----- Provided records

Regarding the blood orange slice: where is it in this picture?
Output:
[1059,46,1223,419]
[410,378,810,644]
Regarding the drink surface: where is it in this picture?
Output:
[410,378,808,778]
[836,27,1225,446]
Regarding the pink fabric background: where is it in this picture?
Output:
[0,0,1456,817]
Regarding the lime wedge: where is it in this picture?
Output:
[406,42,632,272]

----------
----- Provided records

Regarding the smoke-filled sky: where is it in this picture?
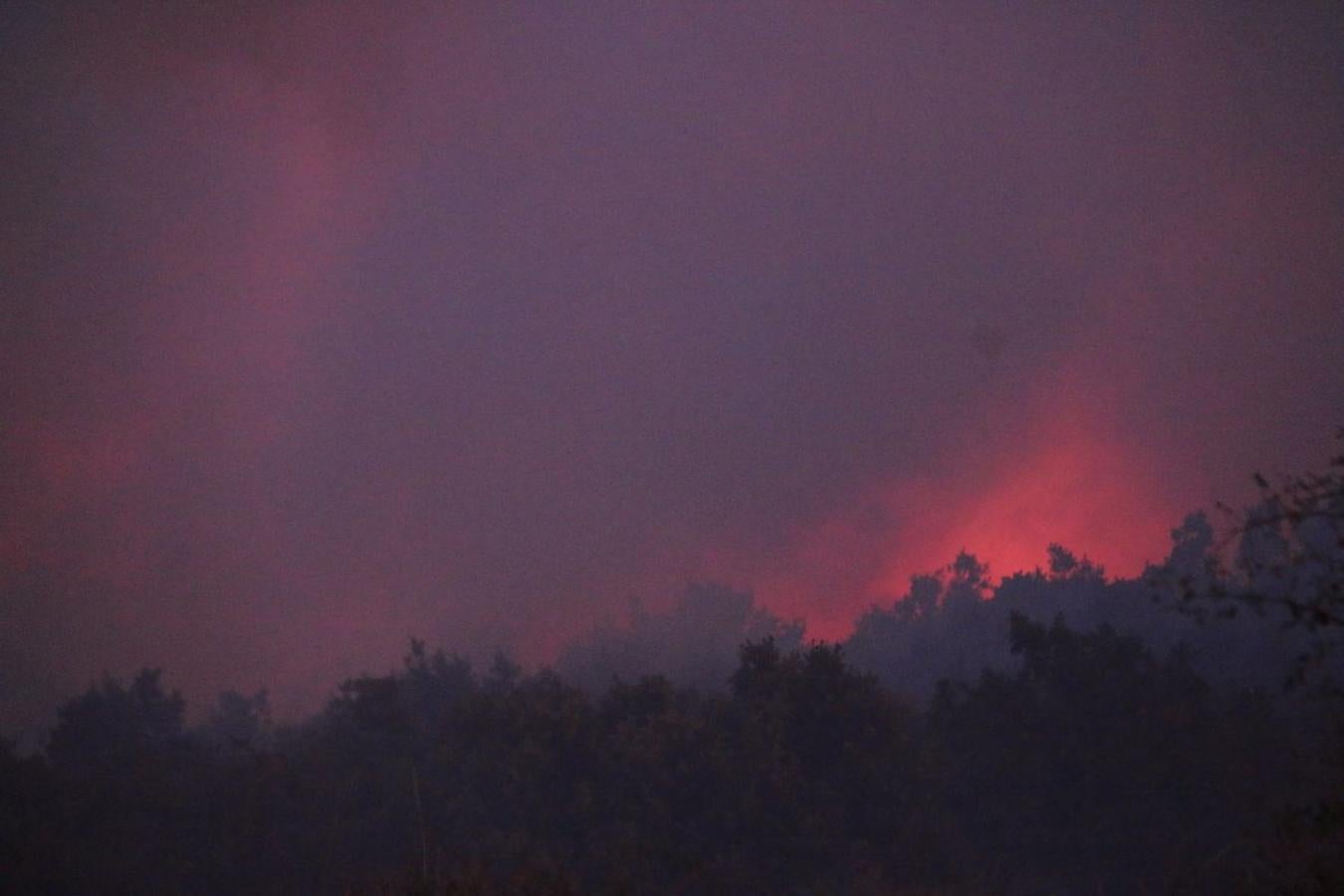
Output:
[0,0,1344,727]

----------

Which lines in the items above contain the word "picture"? Copy out each of them.

**Output for this exercise**.
Regarding the blood orange slice: where is it in this picture?
Regarding the drink surface: where is it in this picture?
Regarding the pink fabric background: where is it in this picture?
Regarding the lime wedge: where is it in this picture?
Regarding the smoke-filled sky: where is it in this picture?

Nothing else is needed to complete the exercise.